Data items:
** Begin **
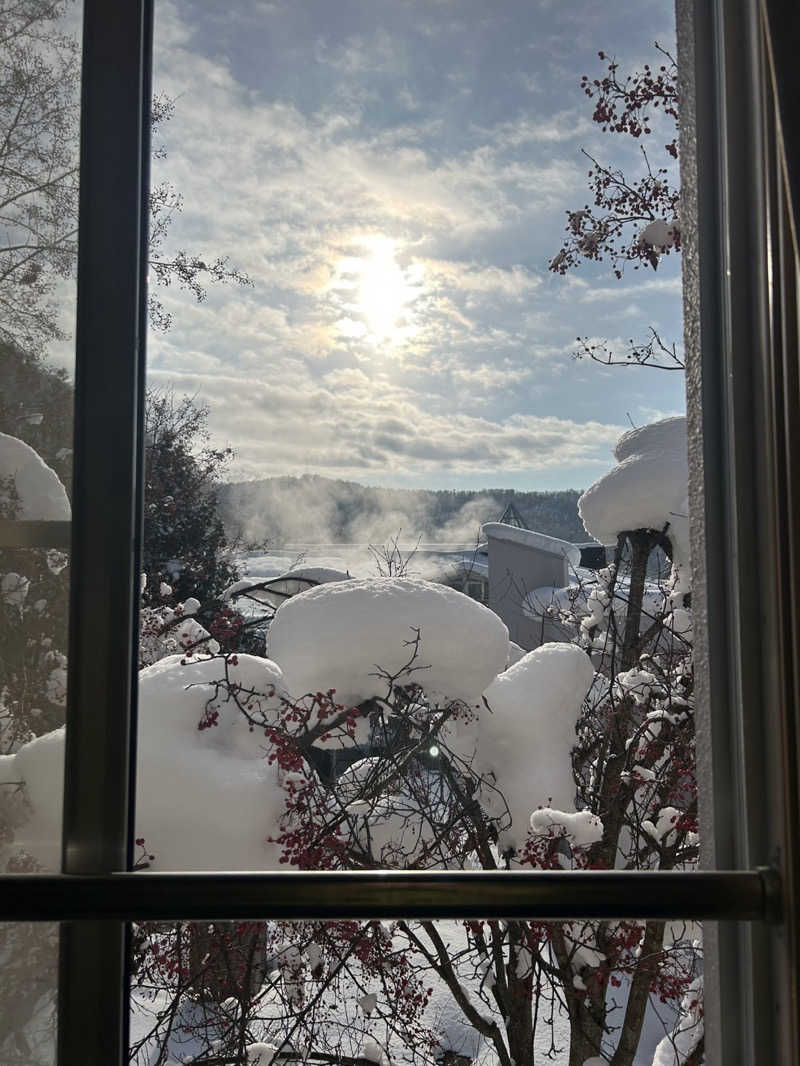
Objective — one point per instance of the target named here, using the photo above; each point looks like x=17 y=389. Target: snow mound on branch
x=41 y=764
x=207 y=798
x=526 y=740
x=40 y=491
x=260 y=1054
x=348 y=635
x=582 y=827
x=660 y=233
x=680 y=1045
x=646 y=489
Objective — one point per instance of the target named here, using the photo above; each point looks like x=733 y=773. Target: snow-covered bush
x=386 y=730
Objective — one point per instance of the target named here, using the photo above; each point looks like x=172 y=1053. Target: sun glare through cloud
x=378 y=293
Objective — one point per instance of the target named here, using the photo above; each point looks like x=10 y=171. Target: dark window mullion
x=109 y=378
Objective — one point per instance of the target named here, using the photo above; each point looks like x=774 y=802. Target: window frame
x=732 y=310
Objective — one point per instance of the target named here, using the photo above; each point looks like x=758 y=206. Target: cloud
x=297 y=148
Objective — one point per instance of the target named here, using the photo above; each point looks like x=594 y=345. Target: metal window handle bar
x=717 y=895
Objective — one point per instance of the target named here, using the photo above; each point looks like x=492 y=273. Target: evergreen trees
x=185 y=543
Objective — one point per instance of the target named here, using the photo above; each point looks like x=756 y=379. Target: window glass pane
x=416 y=991
x=374 y=318
x=40 y=73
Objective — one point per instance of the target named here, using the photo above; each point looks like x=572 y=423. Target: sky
x=394 y=177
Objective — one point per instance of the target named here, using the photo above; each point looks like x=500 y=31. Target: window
x=746 y=377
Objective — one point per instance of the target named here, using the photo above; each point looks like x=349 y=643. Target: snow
x=349 y=635
x=582 y=827
x=260 y=1054
x=41 y=764
x=646 y=489
x=659 y=233
x=675 y=1048
x=526 y=740
x=207 y=800
x=532 y=539
x=515 y=652
x=373 y=1052
x=14 y=590
x=40 y=491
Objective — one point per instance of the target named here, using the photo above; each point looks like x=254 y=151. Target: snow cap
x=646 y=489
x=41 y=495
x=526 y=740
x=348 y=635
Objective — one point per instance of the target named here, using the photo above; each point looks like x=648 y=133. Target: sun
x=382 y=292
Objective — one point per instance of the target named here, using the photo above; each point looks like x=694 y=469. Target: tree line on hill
x=316 y=510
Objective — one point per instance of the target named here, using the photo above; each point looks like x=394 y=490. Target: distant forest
x=315 y=510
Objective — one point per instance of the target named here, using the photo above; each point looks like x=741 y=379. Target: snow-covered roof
x=40 y=491
x=532 y=539
x=646 y=489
** End **
# Instructions for the task
Set out every line of the listing above as a numbered list, omitting blank lines and leaving out the pictures.

# Solved problem
1. Objective — one point per instance of the target named here, using the photo above; each point looks like x=17 y=389. Target: snow mound on branch
2. x=41 y=764
3. x=207 y=798
4. x=526 y=740
5. x=40 y=491
6. x=260 y=1054
7. x=348 y=635
8. x=582 y=827
9. x=660 y=233
10. x=680 y=1045
11. x=646 y=489
12. Objective — one point per instance of the target named here, using the photo above; each point looks like x=733 y=773. Target: snow-covered bush
13. x=386 y=730
14. Objective — one point per instance of the target named here, using the photo above; each point looks like x=172 y=1053. Target: sun glare through cloud
15. x=378 y=293
16. Objective — one point per instance of the target named here, using the photo above; each point looks like x=10 y=171. Target: dark window mullion
17. x=109 y=378
18. Objective — one point per instance of the target named here, using the photo above; each point looks like x=774 y=802. Target: window frame
19. x=732 y=310
20. Objective — one point per instance of the target named here, using the photo above; each point looks like x=758 y=206. Target: cloud
21. x=297 y=148
22. Objective — one point per instance of the target named here, using the photo above; each point looks like x=594 y=345. Target: metal window handle bar
23. x=717 y=895
24. Objective — one point per instance of the target named here, using the photo above; each point looks like x=492 y=273. Target: evergreen trees
25. x=185 y=543
26. Objective — one point per instance of the target named here, using the photo above; each point looks like x=756 y=379. Target: window glass pane
27. x=416 y=991
28. x=374 y=318
29. x=40 y=73
30. Objective — one point per instance of the target named here, using the photo above; each point looks like x=572 y=423. Target: sky
31. x=394 y=177
32. Objective — one point per instance of the target named here, using the photo above; each point looks like x=500 y=31. Target: window
33. x=746 y=377
34. Objective — one point per instance of the target named here, using the photo above; each point looks like x=349 y=643. Target: snow
35. x=349 y=635
36. x=582 y=827
37. x=260 y=1054
38. x=41 y=764
39. x=646 y=489
40. x=659 y=233
41. x=675 y=1048
42. x=526 y=740
43. x=207 y=800
44. x=532 y=539
45. x=515 y=652
46. x=373 y=1052
47. x=14 y=590
48. x=40 y=491
49. Objective — one point per instance of the target named here, using the photo above; each point looks like x=254 y=151. Target: snow cap
50. x=646 y=489
51. x=41 y=495
52. x=526 y=740
53. x=348 y=635
54. Objective — one point per instance of the target named here, using the photo above; each point looks like x=648 y=133. Target: sun
55. x=382 y=292
56. Objective — one point per instance of the target named here, using the photo above; each point looks like x=694 y=469. Target: tree line on hill
57. x=316 y=510
58. Objective — one point per instance of the target named here, using the photo above; each point looks like x=394 y=490. Target: distant forest
59. x=315 y=510
60. Objective — one point per instance of the target named here, using the photo above; each point looks like x=741 y=379. Target: snow-covered roof
61. x=40 y=491
62. x=532 y=539
63. x=646 y=489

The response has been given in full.